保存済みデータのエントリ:
▼▼▼

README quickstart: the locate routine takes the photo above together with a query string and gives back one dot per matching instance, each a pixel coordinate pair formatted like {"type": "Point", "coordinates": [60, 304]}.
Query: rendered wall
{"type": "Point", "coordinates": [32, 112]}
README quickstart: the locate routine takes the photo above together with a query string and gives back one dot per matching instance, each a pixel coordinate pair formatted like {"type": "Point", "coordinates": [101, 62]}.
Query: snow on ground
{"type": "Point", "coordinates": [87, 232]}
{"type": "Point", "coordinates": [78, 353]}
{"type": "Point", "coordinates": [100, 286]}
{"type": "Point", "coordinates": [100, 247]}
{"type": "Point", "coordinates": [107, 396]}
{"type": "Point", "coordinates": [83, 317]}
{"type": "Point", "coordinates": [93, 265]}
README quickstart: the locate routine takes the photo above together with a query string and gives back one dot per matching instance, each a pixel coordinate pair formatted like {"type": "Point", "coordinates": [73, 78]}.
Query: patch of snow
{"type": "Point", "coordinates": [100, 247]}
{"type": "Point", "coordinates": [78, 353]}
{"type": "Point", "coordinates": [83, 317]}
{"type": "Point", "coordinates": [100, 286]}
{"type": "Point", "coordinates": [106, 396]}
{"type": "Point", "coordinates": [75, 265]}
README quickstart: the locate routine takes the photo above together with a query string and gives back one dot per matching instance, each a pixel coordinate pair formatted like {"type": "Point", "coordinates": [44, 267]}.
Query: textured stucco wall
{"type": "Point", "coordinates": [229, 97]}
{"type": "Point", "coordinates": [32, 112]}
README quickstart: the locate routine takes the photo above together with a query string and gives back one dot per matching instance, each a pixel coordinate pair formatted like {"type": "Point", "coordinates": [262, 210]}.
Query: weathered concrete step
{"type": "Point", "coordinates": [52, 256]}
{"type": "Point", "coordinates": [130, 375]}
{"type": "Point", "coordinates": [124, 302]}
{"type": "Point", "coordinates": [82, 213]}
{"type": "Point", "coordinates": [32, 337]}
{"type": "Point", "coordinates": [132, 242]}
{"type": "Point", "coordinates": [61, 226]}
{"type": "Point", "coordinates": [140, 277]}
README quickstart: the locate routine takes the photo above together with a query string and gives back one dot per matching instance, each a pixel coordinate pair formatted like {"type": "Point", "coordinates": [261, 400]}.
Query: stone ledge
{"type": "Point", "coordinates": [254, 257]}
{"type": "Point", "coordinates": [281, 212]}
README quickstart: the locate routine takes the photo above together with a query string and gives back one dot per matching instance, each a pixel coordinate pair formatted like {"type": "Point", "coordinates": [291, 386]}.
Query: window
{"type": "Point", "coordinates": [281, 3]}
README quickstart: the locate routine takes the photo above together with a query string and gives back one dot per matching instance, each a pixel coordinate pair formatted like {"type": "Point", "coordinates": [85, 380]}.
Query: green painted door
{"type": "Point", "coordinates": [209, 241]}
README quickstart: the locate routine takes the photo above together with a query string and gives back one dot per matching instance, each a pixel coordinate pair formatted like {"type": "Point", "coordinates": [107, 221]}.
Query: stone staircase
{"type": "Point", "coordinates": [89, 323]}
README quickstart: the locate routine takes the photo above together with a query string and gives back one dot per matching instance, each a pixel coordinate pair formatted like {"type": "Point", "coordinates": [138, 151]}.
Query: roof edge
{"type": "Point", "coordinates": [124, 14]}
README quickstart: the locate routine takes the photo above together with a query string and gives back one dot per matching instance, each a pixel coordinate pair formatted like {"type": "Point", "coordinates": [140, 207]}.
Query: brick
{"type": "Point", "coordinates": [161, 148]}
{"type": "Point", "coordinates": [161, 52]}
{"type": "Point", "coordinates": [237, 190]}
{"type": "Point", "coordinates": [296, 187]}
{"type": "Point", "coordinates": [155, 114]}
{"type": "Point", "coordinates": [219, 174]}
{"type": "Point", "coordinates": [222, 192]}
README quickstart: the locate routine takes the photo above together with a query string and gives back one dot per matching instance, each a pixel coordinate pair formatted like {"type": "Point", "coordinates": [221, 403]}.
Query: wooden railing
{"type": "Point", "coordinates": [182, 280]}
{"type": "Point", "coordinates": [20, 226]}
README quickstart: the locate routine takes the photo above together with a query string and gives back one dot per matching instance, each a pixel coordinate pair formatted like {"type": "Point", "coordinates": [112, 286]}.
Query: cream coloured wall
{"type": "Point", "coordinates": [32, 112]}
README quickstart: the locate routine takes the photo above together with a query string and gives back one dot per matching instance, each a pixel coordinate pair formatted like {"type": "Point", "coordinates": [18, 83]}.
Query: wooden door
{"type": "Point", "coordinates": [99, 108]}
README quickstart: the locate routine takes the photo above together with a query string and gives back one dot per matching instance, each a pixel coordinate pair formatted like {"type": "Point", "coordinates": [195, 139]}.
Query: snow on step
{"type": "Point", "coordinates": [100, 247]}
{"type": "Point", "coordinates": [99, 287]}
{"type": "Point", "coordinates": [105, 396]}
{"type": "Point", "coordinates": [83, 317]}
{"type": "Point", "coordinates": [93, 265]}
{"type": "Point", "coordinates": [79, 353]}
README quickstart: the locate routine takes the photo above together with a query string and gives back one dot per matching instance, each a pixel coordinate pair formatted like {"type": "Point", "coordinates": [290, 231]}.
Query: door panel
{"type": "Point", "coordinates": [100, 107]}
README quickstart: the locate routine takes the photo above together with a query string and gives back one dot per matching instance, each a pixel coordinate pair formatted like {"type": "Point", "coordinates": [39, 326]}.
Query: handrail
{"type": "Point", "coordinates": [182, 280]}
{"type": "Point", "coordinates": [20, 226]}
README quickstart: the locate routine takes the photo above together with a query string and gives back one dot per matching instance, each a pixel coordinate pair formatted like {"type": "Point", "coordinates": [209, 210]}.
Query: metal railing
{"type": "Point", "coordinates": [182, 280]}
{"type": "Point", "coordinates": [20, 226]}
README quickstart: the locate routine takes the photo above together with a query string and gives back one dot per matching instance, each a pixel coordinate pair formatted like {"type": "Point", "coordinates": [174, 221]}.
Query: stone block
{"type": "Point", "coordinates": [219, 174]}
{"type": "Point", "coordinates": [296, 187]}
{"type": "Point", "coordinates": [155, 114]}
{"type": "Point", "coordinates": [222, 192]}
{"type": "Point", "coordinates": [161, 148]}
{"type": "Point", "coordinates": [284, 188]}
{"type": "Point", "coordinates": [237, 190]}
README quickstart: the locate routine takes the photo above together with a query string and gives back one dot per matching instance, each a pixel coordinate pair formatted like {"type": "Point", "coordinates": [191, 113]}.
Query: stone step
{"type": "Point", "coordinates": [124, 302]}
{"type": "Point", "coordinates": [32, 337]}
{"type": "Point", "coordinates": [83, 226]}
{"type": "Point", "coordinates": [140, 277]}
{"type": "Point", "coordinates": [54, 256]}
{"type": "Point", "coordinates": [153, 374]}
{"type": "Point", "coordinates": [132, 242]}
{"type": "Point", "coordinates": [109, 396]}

▲▲▲
▼▼▼

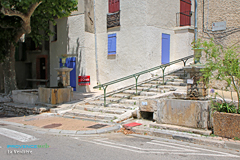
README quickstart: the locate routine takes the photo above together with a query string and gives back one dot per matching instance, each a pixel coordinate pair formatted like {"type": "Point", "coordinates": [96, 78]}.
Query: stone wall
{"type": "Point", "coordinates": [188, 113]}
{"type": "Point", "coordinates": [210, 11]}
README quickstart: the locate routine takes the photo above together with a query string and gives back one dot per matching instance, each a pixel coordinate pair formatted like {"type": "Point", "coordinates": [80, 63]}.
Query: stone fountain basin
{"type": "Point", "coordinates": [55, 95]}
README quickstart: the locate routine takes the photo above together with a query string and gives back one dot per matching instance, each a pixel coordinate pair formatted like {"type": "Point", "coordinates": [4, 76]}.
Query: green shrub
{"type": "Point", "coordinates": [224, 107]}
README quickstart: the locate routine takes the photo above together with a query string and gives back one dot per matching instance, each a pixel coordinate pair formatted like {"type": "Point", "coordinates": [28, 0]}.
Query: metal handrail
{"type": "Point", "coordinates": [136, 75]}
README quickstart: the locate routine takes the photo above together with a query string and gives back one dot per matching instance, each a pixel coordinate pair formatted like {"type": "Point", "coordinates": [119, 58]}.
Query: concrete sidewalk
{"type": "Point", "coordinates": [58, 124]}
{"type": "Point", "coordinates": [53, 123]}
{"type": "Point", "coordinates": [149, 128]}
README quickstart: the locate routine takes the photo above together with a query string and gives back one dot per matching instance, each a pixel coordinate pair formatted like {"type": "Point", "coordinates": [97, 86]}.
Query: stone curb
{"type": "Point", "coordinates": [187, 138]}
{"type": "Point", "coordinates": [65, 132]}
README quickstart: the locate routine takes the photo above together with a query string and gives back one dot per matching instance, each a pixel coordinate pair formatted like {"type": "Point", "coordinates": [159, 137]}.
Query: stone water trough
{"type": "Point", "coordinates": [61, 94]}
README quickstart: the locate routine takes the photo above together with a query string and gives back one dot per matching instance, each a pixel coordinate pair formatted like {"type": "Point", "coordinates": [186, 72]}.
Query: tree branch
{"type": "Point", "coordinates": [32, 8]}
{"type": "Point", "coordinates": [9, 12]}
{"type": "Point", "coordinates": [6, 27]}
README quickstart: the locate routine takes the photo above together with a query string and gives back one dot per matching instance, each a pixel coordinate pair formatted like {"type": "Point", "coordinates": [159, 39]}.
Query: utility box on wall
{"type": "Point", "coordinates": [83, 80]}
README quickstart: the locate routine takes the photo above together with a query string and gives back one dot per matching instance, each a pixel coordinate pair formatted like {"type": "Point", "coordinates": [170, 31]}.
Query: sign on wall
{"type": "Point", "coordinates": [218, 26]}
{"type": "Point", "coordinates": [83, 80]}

▲▲▲

上のエントリから「wall」という語を含む行をすべて探し、各行をそのまま書き写すこと。大文字と小文字は区別する。

### 課題の結果
Query: rendered wall
Query: textured stucco wall
Query: cream coloured wall
Query: stone wall
Query: utility box on wall
Query: sign on wall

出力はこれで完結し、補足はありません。